Records:
--- Begin ---
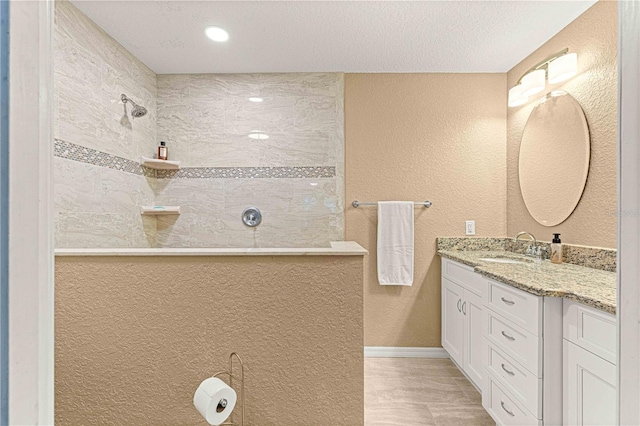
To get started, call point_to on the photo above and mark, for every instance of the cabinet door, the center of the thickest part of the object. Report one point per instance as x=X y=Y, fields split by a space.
x=589 y=388
x=452 y=320
x=474 y=342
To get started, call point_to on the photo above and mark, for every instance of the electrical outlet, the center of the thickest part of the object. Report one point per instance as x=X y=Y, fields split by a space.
x=470 y=227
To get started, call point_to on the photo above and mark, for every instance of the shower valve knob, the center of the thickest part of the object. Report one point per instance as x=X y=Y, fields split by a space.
x=251 y=217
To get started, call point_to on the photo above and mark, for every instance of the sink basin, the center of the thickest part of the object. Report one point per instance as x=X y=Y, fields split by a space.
x=503 y=260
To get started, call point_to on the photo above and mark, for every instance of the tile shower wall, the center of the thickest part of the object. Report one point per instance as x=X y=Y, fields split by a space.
x=98 y=204
x=295 y=176
x=206 y=120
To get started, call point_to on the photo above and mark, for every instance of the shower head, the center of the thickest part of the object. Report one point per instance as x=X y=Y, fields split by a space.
x=137 y=111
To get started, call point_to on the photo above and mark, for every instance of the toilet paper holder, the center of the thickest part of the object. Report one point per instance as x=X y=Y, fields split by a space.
x=231 y=376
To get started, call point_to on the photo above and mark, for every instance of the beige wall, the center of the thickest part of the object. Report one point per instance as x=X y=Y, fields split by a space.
x=136 y=335
x=414 y=137
x=594 y=37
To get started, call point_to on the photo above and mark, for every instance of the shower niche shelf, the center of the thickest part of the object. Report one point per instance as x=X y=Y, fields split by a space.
x=159 y=210
x=153 y=163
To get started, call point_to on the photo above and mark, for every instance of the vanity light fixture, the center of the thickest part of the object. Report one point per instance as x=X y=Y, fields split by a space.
x=556 y=68
x=216 y=34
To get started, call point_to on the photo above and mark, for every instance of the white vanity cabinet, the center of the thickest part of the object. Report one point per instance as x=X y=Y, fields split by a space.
x=537 y=360
x=589 y=370
x=523 y=357
x=463 y=293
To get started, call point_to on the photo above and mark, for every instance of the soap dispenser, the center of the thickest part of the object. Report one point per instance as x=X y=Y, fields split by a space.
x=556 y=249
x=163 y=151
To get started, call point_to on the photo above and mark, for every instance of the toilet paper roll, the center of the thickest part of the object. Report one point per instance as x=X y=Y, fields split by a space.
x=214 y=399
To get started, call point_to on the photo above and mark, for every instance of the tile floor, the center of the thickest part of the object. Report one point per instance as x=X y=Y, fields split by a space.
x=419 y=391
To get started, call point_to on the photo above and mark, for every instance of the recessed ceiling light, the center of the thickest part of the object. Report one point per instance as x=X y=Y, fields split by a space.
x=216 y=34
x=256 y=135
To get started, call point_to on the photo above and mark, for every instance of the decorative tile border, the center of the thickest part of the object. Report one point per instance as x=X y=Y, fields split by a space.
x=86 y=155
x=82 y=154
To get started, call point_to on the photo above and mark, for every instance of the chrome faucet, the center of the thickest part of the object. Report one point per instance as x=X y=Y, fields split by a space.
x=534 y=251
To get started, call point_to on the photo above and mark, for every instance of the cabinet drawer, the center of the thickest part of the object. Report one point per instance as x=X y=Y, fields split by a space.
x=590 y=329
x=503 y=408
x=523 y=385
x=522 y=308
x=464 y=275
x=522 y=346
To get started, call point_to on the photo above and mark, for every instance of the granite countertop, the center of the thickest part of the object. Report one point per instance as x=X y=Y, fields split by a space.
x=592 y=287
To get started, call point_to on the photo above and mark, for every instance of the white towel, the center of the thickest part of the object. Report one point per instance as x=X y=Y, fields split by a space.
x=395 y=243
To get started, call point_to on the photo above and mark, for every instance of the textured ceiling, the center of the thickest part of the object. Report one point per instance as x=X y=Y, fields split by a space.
x=347 y=36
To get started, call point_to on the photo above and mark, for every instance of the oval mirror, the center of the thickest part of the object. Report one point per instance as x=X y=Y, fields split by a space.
x=554 y=158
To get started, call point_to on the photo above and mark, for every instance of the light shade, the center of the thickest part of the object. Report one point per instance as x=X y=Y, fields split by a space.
x=563 y=68
x=516 y=97
x=216 y=34
x=533 y=82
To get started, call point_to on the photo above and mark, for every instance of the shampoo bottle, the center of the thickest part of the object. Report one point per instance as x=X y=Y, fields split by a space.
x=556 y=249
x=163 y=151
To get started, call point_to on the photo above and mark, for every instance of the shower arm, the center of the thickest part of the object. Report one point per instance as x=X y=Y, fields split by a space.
x=125 y=99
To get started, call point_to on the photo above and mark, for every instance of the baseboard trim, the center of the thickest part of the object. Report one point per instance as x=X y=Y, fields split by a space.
x=403 y=352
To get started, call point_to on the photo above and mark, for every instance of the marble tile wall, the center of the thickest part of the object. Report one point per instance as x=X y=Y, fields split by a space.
x=206 y=120
x=91 y=71
x=296 y=176
x=98 y=205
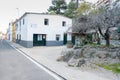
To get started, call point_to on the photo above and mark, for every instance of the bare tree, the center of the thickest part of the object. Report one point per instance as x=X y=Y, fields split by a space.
x=103 y=22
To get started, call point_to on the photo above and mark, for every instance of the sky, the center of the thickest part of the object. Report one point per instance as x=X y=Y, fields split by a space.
x=13 y=9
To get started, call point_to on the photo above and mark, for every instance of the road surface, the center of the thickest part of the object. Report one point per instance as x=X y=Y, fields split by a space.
x=15 y=66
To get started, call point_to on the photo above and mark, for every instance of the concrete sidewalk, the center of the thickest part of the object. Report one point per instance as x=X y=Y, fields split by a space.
x=48 y=55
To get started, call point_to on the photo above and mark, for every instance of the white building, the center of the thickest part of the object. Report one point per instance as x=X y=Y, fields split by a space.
x=36 y=29
x=9 y=32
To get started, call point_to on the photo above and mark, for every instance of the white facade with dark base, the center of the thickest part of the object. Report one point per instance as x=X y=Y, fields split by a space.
x=36 y=29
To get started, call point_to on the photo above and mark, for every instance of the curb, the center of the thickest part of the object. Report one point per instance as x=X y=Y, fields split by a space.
x=36 y=61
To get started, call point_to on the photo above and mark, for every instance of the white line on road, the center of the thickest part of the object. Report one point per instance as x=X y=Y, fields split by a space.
x=49 y=72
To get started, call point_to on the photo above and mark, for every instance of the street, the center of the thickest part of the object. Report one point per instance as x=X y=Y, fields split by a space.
x=14 y=66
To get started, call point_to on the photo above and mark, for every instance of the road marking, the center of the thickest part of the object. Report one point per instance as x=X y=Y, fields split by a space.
x=46 y=70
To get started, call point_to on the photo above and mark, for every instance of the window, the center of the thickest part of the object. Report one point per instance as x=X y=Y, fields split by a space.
x=57 y=37
x=39 y=37
x=20 y=37
x=46 y=21
x=63 y=23
x=34 y=25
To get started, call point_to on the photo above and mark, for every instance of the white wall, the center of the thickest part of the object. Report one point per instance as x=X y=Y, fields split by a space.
x=35 y=25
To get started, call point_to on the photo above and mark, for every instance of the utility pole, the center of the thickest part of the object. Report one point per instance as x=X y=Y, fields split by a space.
x=18 y=12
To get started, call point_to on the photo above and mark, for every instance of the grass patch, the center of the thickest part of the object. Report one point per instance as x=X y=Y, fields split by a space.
x=113 y=67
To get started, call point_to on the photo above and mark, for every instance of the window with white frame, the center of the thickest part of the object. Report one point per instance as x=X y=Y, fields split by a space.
x=46 y=21
x=23 y=21
x=57 y=37
x=39 y=37
x=63 y=23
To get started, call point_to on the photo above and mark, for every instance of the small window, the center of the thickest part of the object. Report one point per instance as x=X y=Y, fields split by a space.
x=57 y=37
x=20 y=23
x=39 y=37
x=46 y=22
x=19 y=37
x=63 y=23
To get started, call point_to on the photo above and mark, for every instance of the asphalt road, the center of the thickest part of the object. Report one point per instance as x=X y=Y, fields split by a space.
x=14 y=66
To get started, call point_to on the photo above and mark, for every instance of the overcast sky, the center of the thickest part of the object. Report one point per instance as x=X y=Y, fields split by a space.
x=11 y=9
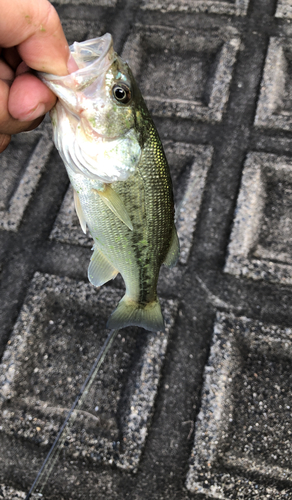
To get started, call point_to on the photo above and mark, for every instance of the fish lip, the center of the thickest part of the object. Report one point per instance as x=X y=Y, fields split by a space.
x=99 y=50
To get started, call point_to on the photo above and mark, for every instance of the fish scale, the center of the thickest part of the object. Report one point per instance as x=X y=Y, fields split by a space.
x=117 y=166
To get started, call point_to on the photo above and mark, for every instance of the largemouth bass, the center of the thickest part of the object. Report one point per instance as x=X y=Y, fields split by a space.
x=122 y=186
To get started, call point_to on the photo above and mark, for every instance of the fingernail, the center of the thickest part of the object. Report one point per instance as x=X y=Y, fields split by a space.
x=71 y=64
x=34 y=113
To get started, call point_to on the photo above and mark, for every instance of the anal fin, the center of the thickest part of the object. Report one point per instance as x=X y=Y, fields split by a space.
x=173 y=250
x=129 y=312
x=79 y=211
x=115 y=204
x=100 y=270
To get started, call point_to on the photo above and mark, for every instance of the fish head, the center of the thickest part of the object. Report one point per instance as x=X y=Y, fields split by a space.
x=95 y=118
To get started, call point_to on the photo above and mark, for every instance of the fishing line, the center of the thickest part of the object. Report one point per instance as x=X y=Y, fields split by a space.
x=54 y=452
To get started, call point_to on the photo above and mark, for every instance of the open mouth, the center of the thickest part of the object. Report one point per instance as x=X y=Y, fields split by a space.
x=93 y=58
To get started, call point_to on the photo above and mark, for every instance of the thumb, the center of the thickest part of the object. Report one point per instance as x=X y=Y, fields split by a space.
x=37 y=32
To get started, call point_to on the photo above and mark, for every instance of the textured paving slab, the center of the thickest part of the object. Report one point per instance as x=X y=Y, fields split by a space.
x=22 y=166
x=237 y=7
x=217 y=77
x=260 y=246
x=243 y=429
x=194 y=88
x=39 y=381
x=284 y=9
x=274 y=107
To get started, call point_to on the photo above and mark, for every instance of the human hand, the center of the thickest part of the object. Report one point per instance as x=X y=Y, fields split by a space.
x=31 y=36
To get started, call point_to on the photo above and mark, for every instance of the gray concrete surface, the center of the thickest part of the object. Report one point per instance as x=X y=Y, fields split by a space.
x=204 y=410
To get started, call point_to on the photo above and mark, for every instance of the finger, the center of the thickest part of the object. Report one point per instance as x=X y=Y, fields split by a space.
x=12 y=57
x=8 y=124
x=4 y=141
x=29 y=98
x=6 y=73
x=37 y=32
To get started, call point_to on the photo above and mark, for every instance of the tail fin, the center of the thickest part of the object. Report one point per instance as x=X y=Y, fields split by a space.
x=130 y=313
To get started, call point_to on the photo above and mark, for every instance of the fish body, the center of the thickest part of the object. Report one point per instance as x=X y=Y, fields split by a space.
x=121 y=180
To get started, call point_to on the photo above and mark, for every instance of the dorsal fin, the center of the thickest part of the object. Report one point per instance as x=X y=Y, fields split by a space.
x=115 y=204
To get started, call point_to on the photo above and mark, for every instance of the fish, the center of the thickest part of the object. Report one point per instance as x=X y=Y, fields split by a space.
x=120 y=176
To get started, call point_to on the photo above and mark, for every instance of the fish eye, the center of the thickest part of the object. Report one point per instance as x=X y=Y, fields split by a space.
x=122 y=93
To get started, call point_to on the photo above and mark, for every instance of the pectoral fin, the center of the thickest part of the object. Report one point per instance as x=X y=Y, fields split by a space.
x=115 y=204
x=100 y=269
x=173 y=251
x=79 y=211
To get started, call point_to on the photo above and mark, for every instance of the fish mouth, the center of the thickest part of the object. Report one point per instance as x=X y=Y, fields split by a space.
x=93 y=58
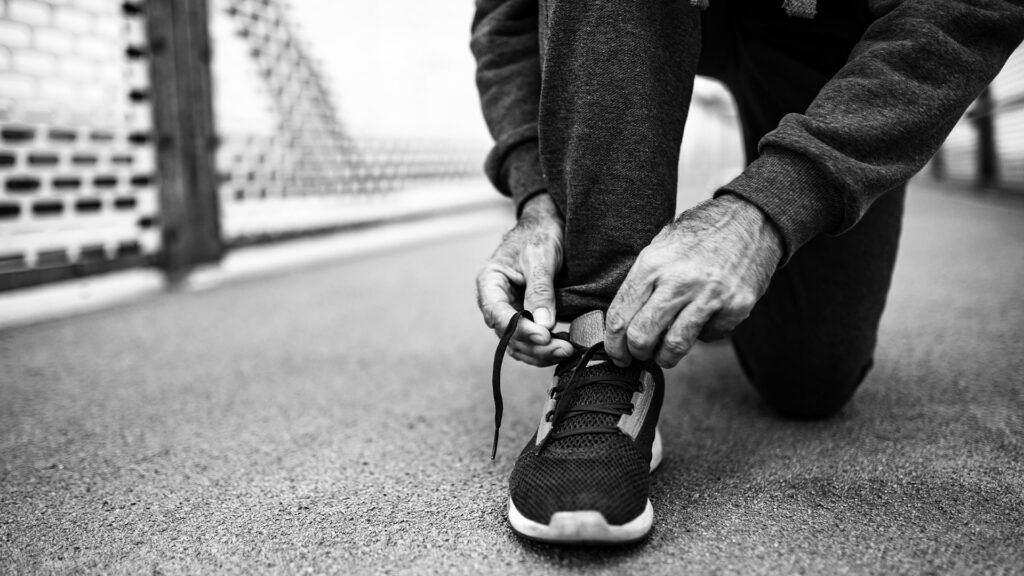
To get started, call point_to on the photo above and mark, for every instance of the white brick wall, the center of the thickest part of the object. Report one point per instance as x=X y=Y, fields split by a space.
x=64 y=71
x=29 y=11
x=53 y=41
x=14 y=35
x=34 y=63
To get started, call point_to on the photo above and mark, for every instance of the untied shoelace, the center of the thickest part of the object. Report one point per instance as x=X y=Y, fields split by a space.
x=581 y=358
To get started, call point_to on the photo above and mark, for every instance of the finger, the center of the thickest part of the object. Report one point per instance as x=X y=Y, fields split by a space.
x=530 y=331
x=631 y=296
x=652 y=320
x=549 y=354
x=682 y=333
x=540 y=266
x=525 y=359
x=495 y=296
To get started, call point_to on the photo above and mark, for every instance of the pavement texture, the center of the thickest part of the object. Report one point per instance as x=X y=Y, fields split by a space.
x=338 y=419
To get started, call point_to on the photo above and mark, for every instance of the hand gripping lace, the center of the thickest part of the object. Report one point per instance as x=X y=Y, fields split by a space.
x=564 y=392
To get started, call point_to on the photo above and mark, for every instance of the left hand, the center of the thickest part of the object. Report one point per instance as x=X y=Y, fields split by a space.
x=700 y=276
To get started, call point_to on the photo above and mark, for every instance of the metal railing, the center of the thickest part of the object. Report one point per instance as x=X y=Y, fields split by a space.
x=115 y=151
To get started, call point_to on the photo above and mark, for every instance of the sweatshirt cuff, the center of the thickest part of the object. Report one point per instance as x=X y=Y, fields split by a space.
x=522 y=175
x=514 y=165
x=794 y=193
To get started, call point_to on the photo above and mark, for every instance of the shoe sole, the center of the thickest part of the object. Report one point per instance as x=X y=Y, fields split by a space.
x=589 y=527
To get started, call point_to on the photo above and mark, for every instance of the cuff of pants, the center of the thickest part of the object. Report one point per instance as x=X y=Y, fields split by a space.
x=794 y=193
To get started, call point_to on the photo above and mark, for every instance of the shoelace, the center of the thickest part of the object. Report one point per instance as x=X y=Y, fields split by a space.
x=581 y=358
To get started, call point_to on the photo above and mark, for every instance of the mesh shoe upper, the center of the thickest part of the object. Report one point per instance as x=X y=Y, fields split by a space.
x=586 y=461
x=607 y=472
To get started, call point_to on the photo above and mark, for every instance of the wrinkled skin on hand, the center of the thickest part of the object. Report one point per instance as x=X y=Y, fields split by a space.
x=520 y=276
x=699 y=277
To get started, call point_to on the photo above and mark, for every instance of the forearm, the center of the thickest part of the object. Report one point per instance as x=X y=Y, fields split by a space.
x=882 y=117
x=508 y=77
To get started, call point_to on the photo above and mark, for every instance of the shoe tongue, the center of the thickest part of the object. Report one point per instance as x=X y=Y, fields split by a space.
x=588 y=329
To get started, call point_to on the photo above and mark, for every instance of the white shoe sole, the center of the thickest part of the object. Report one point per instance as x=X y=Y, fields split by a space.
x=589 y=527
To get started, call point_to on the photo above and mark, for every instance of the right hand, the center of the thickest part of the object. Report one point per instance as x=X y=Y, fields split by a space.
x=520 y=276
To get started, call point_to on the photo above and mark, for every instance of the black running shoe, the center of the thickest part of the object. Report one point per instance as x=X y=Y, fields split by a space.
x=585 y=476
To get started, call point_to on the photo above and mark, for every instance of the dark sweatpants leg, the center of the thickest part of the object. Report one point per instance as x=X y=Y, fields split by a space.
x=810 y=340
x=617 y=78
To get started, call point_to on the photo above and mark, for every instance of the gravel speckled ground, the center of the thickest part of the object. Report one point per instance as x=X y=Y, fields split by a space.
x=338 y=420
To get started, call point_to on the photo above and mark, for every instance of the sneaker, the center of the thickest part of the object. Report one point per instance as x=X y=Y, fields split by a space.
x=585 y=476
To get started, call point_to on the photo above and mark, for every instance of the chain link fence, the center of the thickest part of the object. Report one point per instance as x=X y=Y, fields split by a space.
x=80 y=189
x=77 y=182
x=88 y=182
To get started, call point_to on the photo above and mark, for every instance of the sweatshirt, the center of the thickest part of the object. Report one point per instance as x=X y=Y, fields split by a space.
x=879 y=120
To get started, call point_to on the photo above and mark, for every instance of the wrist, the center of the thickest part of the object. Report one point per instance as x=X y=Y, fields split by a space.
x=769 y=238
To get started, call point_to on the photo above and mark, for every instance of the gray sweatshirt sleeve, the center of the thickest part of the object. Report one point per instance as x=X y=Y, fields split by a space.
x=882 y=117
x=508 y=77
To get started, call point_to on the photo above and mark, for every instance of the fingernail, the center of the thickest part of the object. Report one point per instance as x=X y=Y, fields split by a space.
x=542 y=317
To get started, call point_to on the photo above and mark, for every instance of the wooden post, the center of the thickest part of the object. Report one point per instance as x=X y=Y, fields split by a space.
x=184 y=137
x=984 y=125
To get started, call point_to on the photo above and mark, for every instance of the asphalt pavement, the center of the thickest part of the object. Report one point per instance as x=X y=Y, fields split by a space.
x=338 y=419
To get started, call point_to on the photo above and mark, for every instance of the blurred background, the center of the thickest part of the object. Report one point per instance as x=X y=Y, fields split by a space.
x=280 y=207
x=321 y=115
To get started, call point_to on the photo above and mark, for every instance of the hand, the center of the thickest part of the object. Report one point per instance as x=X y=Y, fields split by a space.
x=700 y=276
x=521 y=275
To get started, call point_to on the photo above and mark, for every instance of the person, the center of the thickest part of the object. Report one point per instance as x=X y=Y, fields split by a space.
x=840 y=104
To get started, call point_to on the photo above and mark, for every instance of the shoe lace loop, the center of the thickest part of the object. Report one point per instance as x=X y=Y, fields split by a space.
x=565 y=392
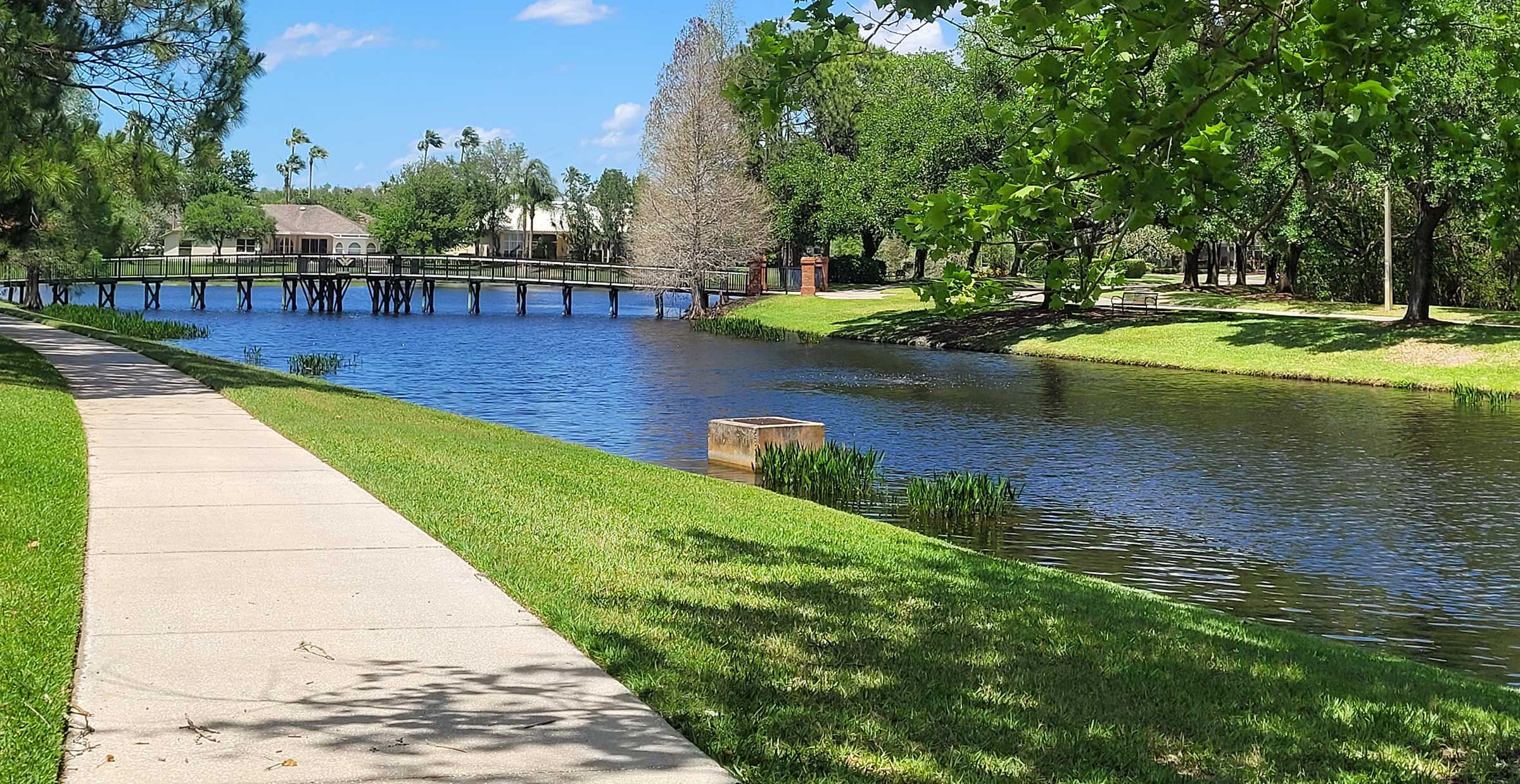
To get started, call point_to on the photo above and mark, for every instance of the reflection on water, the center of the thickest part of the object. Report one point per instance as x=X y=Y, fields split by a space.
x=1382 y=517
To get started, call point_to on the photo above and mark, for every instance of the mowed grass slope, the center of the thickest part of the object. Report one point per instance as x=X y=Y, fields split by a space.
x=799 y=643
x=1289 y=347
x=43 y=508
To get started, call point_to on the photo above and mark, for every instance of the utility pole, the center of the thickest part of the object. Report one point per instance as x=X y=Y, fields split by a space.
x=1388 y=246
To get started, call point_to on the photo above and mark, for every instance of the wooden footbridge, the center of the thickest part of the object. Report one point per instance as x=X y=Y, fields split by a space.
x=393 y=282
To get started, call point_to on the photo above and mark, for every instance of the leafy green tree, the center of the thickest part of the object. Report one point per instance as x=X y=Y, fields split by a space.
x=423 y=210
x=177 y=69
x=221 y=216
x=613 y=199
x=431 y=140
x=580 y=221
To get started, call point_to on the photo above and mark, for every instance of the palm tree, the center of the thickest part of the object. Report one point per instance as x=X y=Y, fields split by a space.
x=312 y=155
x=293 y=166
x=297 y=137
x=431 y=139
x=467 y=142
x=538 y=189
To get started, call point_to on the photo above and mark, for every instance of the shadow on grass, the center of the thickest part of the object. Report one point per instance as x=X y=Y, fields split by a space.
x=937 y=664
x=23 y=367
x=217 y=373
x=1002 y=329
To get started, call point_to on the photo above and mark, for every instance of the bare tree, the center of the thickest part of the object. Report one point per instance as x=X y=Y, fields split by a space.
x=697 y=213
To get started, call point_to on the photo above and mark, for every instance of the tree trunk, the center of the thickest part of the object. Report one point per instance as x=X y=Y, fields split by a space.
x=1191 y=268
x=1288 y=280
x=868 y=244
x=32 y=297
x=1422 y=257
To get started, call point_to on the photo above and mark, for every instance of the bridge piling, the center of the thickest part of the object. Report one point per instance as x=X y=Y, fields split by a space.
x=245 y=294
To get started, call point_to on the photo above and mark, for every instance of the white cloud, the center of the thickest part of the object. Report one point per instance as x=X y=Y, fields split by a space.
x=450 y=136
x=312 y=40
x=906 y=35
x=619 y=130
x=566 y=11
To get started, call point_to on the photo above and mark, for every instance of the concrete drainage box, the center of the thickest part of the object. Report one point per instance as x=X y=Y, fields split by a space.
x=739 y=441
--- End ---
WHAT YOU SHOULD DO = From the line containing "of the shadow" through the closing line of the material above, return every line exactly and omit all others.

EXERCISE OUTPUT =
To get started, call point_to on the photo above and mark, for every instance of the shadow on grass, the center of the thickest part of the object. Report one point per instance as x=X y=Y, fields split by a space.
x=937 y=664
x=23 y=367
x=217 y=373
x=1002 y=329
To get started, call point_to on the photo above and mark, for every instance of the bare tree, the center of the thickest part of the object. Report one point per instance as x=X y=Y, fields split by a space.
x=697 y=213
To get started, call point_to on the photo above and mark, for every instance of the tree trunk, the center of the thickest part of the object. Report one point per instance as x=X y=Y, fields split by a space.
x=1191 y=268
x=1288 y=280
x=868 y=244
x=32 y=297
x=1422 y=257
To get started, call point_to on the photo above and mark, for every instance of the bridge piling, the center of the thickest part of the object. Report one point per instance as x=X y=Y, fields split by a space.
x=245 y=294
To get started, call point_to on the photo above and mark, for every instance of the white cloud, the center of the thickest part of the object. Report one point per instance as x=X y=Y, fields split by a space.
x=450 y=136
x=312 y=40
x=906 y=35
x=619 y=130
x=566 y=11
To get started, call point_to on the photo above and mark, for every instance of the concrete drainage box, the center of the thickest part of the object. Report one point per instance as x=X y=Y, fields split by a space.
x=739 y=441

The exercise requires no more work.